▸ SOAL LATIHAN
A. Dalam berita tentang Desa Binusan Dalam, mengapa Sappe dan warga sekitar belum mengerti apa itu pulsa token dan listrik prabayar?
B. Ganti "warga sekitar" dengan "penduduk setempat" saat menulis ulang bagian berita tentang Desa Binusan Dalam mulai dari "NUNUKAN, KOMPAS.com –" sampai dengan "istilah listrik prabayar.".

▸ KUTIPAN BACAAN
# # #

NUNUKAN, KOMPAS.com – Hanya berjarak sekitar 13 kilometer dari pusat pemerintahan Kabupaten Nunukan, Kalimantan Utara, Desa Binusan Dalam belum pernah merasakan listrik PLN.
Desa persiapan yang baru mekar 2019 ini, memiliki luas wilayah sekitar 60,94 kilometer persegi dan berpenduduk sebanyak 476 kepala keluarga (KK). Desa Binusan Dalam merupakan pemekaran dari Desa Binusan.
“Desa kami memiliki 7 rukun tetangga (RT) dengan jumlah penduduk 1.834 jiwa,” kata Ketua RT 11 Desa Binusan Dalam, Sappe, Senin (21/6/2021).
Baca juga: Ulah Bakal Calon Kades di Nunukan agar Diloloskan, Minta Tolong Bupati dan Anggota Dewan
Sappe selalu mengeluhkan tidak adanya listrik di desa Binusan Dalam. Sejak ia lahir di desa tersebut, sampai usianya 35 tahun, Sappe dan warga sekitar belum mengerti apa itu pulsa token dan istilah listrik prabayar.

# # #

▸ Entri yang diambil dari sebuah koleksi
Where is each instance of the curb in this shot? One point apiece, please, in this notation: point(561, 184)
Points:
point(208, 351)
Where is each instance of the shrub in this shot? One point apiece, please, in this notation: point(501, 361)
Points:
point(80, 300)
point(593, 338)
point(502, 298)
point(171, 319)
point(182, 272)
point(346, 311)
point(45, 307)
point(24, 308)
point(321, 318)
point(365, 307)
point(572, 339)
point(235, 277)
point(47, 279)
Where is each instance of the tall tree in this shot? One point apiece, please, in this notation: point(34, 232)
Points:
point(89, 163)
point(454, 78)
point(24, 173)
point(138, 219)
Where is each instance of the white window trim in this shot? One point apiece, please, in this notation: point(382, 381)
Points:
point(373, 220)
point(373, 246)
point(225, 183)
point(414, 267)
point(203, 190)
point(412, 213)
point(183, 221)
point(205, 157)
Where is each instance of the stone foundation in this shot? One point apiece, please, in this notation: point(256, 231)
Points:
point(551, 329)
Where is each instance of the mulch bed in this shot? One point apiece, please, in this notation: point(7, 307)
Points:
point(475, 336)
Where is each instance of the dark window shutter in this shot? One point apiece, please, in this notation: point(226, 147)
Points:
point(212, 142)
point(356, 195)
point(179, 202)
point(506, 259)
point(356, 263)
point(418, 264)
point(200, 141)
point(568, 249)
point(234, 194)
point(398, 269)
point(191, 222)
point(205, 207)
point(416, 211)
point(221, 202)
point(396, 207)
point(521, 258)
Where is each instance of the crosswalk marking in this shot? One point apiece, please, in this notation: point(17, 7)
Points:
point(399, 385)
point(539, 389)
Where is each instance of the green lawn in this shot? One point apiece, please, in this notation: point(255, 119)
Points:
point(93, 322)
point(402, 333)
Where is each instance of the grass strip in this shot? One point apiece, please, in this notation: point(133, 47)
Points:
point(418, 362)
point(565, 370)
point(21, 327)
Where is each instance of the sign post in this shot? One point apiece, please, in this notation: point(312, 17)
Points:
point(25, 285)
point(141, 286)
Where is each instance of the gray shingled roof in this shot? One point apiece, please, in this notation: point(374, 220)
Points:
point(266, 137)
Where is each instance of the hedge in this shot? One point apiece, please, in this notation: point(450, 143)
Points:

# # #

▸ KUNCI JAWABAN
A. Desa Binusan Dalam tidak memiliki listrik. Desa itu belum pernah merasakan listrik PLN, dan sejak Sappe lahir hingga usianya 35 tahun, desa itu tetap tanpa listrik.

B.
NUNUKAN, KOMPAS.com – Hanya berjarak sekitar 13 kilometer dari pusat pemerintahan Kabupaten Nunukan, Kalimantan Utara, Desa Binusan Dalam belum pernah merasakan listrik PLN.
Desa persiapan yang baru mekar 2019 ini, memiliki luas wilayah sekitar 60,94 kilometer persegi dan berpenduduk sebanyak 476 kepala keluarga (KK). Desa Binusan Dalam merupakan pemekaran dari Desa Binusan.
“Desa kami memiliki 7 rukun tetangga (RT) dengan jumlah penduduk 1.834 jiwa,” kata Ketua RT 11 Desa Binusan Dalam, Sappe, Senin (21/6/2021).
Baca juga: Ulah Bakal Calon Kades di Nunukan agar Diloloskan, Minta Tolong Bupati dan Anggota Dewan
Sappe selalu mengeluhkan tidak adanya listrik di desa Binusan Dalam. Sejak ia lahir di desa tersebut, sampai usianya 35 tahun, Sappe dan penduduk setempat belum mengerti apa itu pulsa token dan istilah listrik prabayar.